**WHAT YOU ARE ASKED TO DO:** Convert the items below into a numbered list, one line per entry, dropping any blank lines.

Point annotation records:

>>>

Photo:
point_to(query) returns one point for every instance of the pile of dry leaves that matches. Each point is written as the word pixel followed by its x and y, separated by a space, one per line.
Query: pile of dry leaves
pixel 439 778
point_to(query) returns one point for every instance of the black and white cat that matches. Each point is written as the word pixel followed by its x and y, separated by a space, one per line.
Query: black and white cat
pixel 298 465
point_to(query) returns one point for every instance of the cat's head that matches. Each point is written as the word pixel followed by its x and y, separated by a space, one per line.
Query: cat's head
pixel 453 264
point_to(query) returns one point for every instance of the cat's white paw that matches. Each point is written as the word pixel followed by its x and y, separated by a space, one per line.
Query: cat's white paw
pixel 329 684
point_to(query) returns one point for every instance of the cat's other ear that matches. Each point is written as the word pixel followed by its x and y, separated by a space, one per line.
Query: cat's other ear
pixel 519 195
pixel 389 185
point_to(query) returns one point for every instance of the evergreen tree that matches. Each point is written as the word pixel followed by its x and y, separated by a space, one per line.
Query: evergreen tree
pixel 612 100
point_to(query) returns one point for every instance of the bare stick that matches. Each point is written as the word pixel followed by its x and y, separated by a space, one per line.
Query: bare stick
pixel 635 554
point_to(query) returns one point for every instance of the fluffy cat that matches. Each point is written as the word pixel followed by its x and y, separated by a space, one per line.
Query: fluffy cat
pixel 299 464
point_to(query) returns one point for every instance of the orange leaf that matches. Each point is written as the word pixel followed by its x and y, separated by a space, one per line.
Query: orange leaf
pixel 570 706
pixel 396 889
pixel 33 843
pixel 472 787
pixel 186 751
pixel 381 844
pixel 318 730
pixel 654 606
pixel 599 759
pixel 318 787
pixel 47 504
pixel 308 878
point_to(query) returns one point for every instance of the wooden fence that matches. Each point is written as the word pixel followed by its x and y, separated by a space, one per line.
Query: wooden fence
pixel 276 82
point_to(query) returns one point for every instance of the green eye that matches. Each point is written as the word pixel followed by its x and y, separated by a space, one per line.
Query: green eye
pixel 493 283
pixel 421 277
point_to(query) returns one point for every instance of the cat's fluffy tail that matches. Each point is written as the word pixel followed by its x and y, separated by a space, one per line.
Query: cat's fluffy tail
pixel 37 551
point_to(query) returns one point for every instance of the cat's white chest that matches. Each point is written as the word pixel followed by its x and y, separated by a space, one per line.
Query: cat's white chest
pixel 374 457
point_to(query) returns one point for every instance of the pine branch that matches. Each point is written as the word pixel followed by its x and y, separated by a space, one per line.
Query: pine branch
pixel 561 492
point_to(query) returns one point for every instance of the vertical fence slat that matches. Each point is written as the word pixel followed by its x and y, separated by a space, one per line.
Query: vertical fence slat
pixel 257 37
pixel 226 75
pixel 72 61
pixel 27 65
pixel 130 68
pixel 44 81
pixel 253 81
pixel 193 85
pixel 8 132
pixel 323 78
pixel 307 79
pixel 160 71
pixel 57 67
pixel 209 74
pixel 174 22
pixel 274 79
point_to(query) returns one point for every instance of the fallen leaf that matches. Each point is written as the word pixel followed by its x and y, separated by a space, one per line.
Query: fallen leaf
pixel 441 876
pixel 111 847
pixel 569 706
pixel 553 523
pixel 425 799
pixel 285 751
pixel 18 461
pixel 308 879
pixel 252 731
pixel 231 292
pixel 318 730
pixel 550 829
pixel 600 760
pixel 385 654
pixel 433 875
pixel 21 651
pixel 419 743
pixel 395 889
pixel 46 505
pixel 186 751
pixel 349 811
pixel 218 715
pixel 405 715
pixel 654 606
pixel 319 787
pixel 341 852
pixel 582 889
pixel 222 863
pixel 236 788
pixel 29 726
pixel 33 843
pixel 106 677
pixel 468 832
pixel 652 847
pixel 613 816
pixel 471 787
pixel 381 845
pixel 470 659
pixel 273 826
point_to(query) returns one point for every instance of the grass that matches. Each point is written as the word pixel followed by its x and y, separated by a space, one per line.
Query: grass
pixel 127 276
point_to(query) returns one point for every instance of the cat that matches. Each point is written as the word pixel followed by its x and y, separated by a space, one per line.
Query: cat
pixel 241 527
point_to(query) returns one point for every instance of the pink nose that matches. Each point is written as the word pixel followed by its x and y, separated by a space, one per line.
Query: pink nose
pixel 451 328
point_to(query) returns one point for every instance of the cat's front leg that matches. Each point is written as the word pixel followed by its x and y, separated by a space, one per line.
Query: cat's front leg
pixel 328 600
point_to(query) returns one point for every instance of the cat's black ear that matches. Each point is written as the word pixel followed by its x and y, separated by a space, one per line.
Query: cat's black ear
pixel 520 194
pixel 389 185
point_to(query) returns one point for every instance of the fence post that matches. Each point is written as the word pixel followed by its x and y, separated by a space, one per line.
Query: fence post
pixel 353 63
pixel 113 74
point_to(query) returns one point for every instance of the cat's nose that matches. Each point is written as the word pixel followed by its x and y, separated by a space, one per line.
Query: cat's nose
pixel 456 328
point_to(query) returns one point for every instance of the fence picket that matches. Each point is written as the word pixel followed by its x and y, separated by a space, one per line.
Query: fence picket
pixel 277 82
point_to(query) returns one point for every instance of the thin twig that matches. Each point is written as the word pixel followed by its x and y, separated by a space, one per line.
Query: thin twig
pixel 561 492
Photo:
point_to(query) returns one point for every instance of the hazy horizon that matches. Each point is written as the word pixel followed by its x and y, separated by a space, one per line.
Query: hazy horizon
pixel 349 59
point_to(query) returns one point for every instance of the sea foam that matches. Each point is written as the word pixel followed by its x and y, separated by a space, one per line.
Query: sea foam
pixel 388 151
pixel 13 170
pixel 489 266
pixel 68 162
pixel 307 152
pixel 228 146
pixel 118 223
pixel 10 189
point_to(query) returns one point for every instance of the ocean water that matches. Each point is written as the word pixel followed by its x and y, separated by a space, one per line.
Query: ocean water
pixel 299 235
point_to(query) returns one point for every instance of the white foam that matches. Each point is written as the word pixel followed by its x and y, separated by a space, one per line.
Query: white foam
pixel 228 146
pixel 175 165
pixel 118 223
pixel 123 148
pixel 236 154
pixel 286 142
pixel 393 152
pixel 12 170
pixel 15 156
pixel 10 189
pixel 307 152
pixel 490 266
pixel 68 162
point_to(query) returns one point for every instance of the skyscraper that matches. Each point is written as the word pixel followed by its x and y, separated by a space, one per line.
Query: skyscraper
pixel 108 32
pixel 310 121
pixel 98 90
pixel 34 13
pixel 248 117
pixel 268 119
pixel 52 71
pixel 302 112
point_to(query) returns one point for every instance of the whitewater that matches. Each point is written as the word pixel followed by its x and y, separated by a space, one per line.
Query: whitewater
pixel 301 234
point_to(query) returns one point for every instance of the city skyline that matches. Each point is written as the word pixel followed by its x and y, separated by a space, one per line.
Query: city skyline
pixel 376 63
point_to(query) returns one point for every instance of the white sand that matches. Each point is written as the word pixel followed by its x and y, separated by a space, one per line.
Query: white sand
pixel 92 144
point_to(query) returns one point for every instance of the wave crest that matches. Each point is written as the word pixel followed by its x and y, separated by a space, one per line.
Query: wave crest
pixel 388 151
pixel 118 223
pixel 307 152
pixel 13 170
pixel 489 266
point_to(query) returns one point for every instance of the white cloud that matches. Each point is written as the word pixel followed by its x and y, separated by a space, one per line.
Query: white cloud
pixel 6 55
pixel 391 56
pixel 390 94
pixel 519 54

<<<

**SOLUTION BELOW:**
1. Photo:
2. point_to(query) returns one point for every instance of the pile of dry leaves that matches. Each point is written as the word pixel followed by its x and y, separated by a space, one per line.
3. Query: pile of dry leaves
4. pixel 439 778
5. point_to(query) returns one point for every instance of the black and white cat that matches. Each point is written as the word pixel followed by its x and y, separated by a space, one per line.
6. Query: black and white cat
7. pixel 298 465
8. point_to(query) returns one point for every instance of the cat's head that matches. Each point is written as the word pixel followed by its x and y, separated by a space, one per line.
9. Query: cat's head
10. pixel 453 264
11. point_to(query) returns one point for every instance of the cat's white paw that matches. Each point is written as the word pixel followed by its x and y, separated by a space, one per line.
12. Query: cat's white paw
13. pixel 329 684
14. point_to(query) returns one point for every instance of the cat's other ear that matches. Each point is written as the word pixel followed by its x and y, separated by a space, one per line.
15. Query: cat's other ear
16. pixel 519 195
17. pixel 389 185
18. point_to(query) returns one point for every instance of the evergreen tree that matches. Each point is written as the word pixel followed by its x and y, separated by a space, one per line.
19. Query: evergreen tree
20. pixel 612 100
21. point_to(query) returns one point for every instance of the bare stick that matches. Each point is written as the word pixel followed by its x and y, separated by a space, one per line.
22. Query: bare stick
23. pixel 635 554
24. point_to(query) returns one point for every instance of the fluffy cat that matches. Each point is written as the word pixel followed by its x and y, separated by a space, one per line.
25. Query: fluffy cat
26. pixel 299 464
27. point_to(query) returns one point for every instance of the orange leaf that matches. Each point is written as the word pixel followed by its x and y, separated by a space, one per line.
28. Query: orange leaf
29. pixel 570 706
30. pixel 396 889
31. pixel 33 843
32. pixel 472 787
33. pixel 186 751
34. pixel 381 844
35. pixel 318 730
36. pixel 654 606
37. pixel 599 759
38. pixel 318 787
39. pixel 47 504
40. pixel 308 878
41. point_to(query) returns one point for every instance of the wooden fence that matches. Each point is written as the word pixel followed by its x and y, separated by a space, one per line.
42. Query: wooden fence
43. pixel 276 82
44. point_to(query) returns one point for every instance of the green eye that matches. Each point is written as the word pixel followed by its x and y, separated by a space, one per line.
45. Query: green eye
46. pixel 493 283
47. pixel 421 277
48. point_to(query) returns one point for every instance of the cat's fluffy tail that matches. Each point is written as the word pixel followed by its x and y, separated by a space, one per line.
49. Query: cat's fluffy tail
50. pixel 37 551
51. point_to(query) returns one point for every instance of the cat's white chest that matches. Each point is written as the word pixel followed by its x and y, separated by a space, one per line.
52. Query: cat's white chest
53. pixel 374 457
54. point_to(query) returns one point for every instance of the pine branch that matches. Each point is written as the word pixel followed by its x and y, separated by a space, one per line.
55. Query: pine branch
56. pixel 561 492
57. point_to(query) returns one point for every instance of the vertical fence slat that matches. Each point is written as the word pixel followed by its x and y, separated by a space, one per line.
58. Query: vertical fence slat
59. pixel 257 37
60. pixel 226 75
61. pixel 72 61
62. pixel 27 65
63. pixel 130 68
64. pixel 44 81
65. pixel 253 81
66. pixel 193 85
67. pixel 8 132
68. pixel 323 78
69. pixel 307 79
70. pixel 160 71
71. pixel 57 67
72. pixel 209 74
73. pixel 174 22
74. pixel 274 79
75. point_to(query) returns one point for every instance of the fallen leaf that matches. Each point is written as the word pixel followed by its x and y, separated by a space, one per line.
76. Query: fallen leaf
77. pixel 441 876
78. pixel 111 847
79. pixel 569 706
80. pixel 553 523
81. pixel 425 799
82. pixel 285 751
83. pixel 18 461
84. pixel 308 879
85. pixel 252 731
86. pixel 231 292
87. pixel 318 730
88. pixel 550 829
89. pixel 600 760
90. pixel 385 654
91. pixel 433 875
92. pixel 21 651
93. pixel 419 743
94. pixel 395 889
95. pixel 46 505
96. pixel 186 751
97. pixel 349 811
98. pixel 218 715
99. pixel 405 715
100. pixel 654 606
101. pixel 319 787
102. pixel 341 852
103. pixel 582 889
104. pixel 222 863
105. pixel 236 788
106. pixel 29 726
107. pixel 33 843
108. pixel 106 677
109. pixel 468 832
110. pixel 652 847
111. pixel 613 816
112. pixel 471 787
113. pixel 381 845
114. pixel 470 659
115. pixel 273 826
116. point_to(query) returns one point for every instance of the grass that matches. Each point is written as the word pixel followed by its x and y, separated by a space, one per line.
117. Query: grass
118. pixel 127 276
119. point_to(query) returns one point for every instance of the cat that matches. Each point is written as the word pixel followed by its x and y, separated by a space, one per line.
120. Query: cat
121. pixel 241 527
122. point_to(query) returns one point for every instance of the pink nose that matches. Each point is written as the word pixel followed by its x and y, separated by a space, one per line.
123. Query: pink nose
124. pixel 451 328
125. point_to(query) returns one point for every instance of the cat's front leg that matches. Each point is written as the word pixel followed by its x and y, separated by a space, one per line.
126. Query: cat's front leg
127. pixel 328 600
128. point_to(query) returns one point for every instance of the cat's black ear that matches. Each point is written as the word pixel followed by its x and y, separated by a space, one per line.
129. Query: cat's black ear
130. pixel 520 194
131. pixel 389 185
132. point_to(query) returns one point for every instance of the fence post that matches. Each point is written as the word pixel followed by its x and y, separated by a space, one per line.
133. Query: fence post
134. pixel 353 63
135. pixel 113 74
136. point_to(query) returns one point for every instance of the cat's nose that matches. Each point is written as the word pixel followed by its x and y, separated by a space, one per line.
137. Query: cat's nose
138. pixel 456 328
139. point_to(query) returns one point for every instance of the fence picket that matches. Each point is written as the word pixel followed by its x and y, separated by a space, one per line.
140. Query: fence picket
141. pixel 277 82
142. point_to(query) returns one point for every instance of the thin twig that matches. Each point is written as the word pixel followed by its x and y, separated by a space, one per line.
143. Query: thin twig
144. pixel 561 492
145. Photo:
146. point_to(query) returns one point for every instance of the hazy horizon that matches. Each point is written as the word pixel followed by its x and y, separated by a space, one per line.
147. Query: hazy horizon
148. pixel 349 59
149. point_to(query) returns one point for every instance of the sea foam that matches. Each point is written as the word pixel followed by its x and y, separated by a space, one per line.
150. Query: sea foam
151. pixel 388 151
152. pixel 13 170
153. pixel 489 266
154. pixel 68 162
155. pixel 307 152
156. pixel 228 146
157. pixel 118 223
158. pixel 10 189
159. point_to(query) returns one point for every instance of the ocean water that matches. Each point is written as the word pixel followed by its x and y, separated by a space, one per line.
160. Query: ocean water
161. pixel 299 235
162. point_to(query) returns one point for every instance of the white foam that matches. Each point is written as the word pixel followed by its x and y, separated by a space, one per line.
163. Query: white foam
164. pixel 228 146
165. pixel 175 165
166. pixel 118 223
167. pixel 123 148
168. pixel 236 154
169. pixel 286 142
170. pixel 393 152
171. pixel 12 170
172. pixel 15 156
173. pixel 10 189
174. pixel 307 152
175. pixel 490 266
176. pixel 68 162
177. point_to(query) returns one point for every instance of the skyscraper that matches. Each point is written as the word pixel followed by its x and y, separated by a space, one per line.
178. Query: skyscraper
179. pixel 108 32
180. pixel 310 121
181. pixel 98 90
182. pixel 34 13
183. pixel 248 117
184. pixel 268 119
185. pixel 52 71
186. pixel 302 112
187. point_to(query) returns one point for every instance of the whitewater that matches. Each point is written as the word pixel followed by its x and y, separated by a space, one per line.
188. Query: whitewater
189. pixel 301 234
190. point_to(query) returns one point for every instance of the city skyline that matches. Each point is written as the word pixel followed by its x and y, separated by a space, one per line.
191. Query: city skyline
192. pixel 376 63
193. point_to(query) returns one point for every instance of the white sand that matches. Each point is written as the word pixel followed by its x and y, separated by a space, one per line.
194. Query: white sand
195. pixel 92 144
196. point_to(query) returns one point for every instance of the wave crest that matches. Each point is written as the word pixel followed by its x and y, separated by a space, one per line.
197. Query: wave crest
198. pixel 388 151
199. pixel 118 223
200. pixel 307 152
201. pixel 13 170
202. pixel 489 266
203. point_to(query) returns one point for every instance of the white cloud that matches. Each point is written as the word pixel followed by its x and y, separated by a space, one per line.
204. Query: white cloud
205. pixel 6 55
206. pixel 391 56
207. pixel 390 94
208. pixel 519 54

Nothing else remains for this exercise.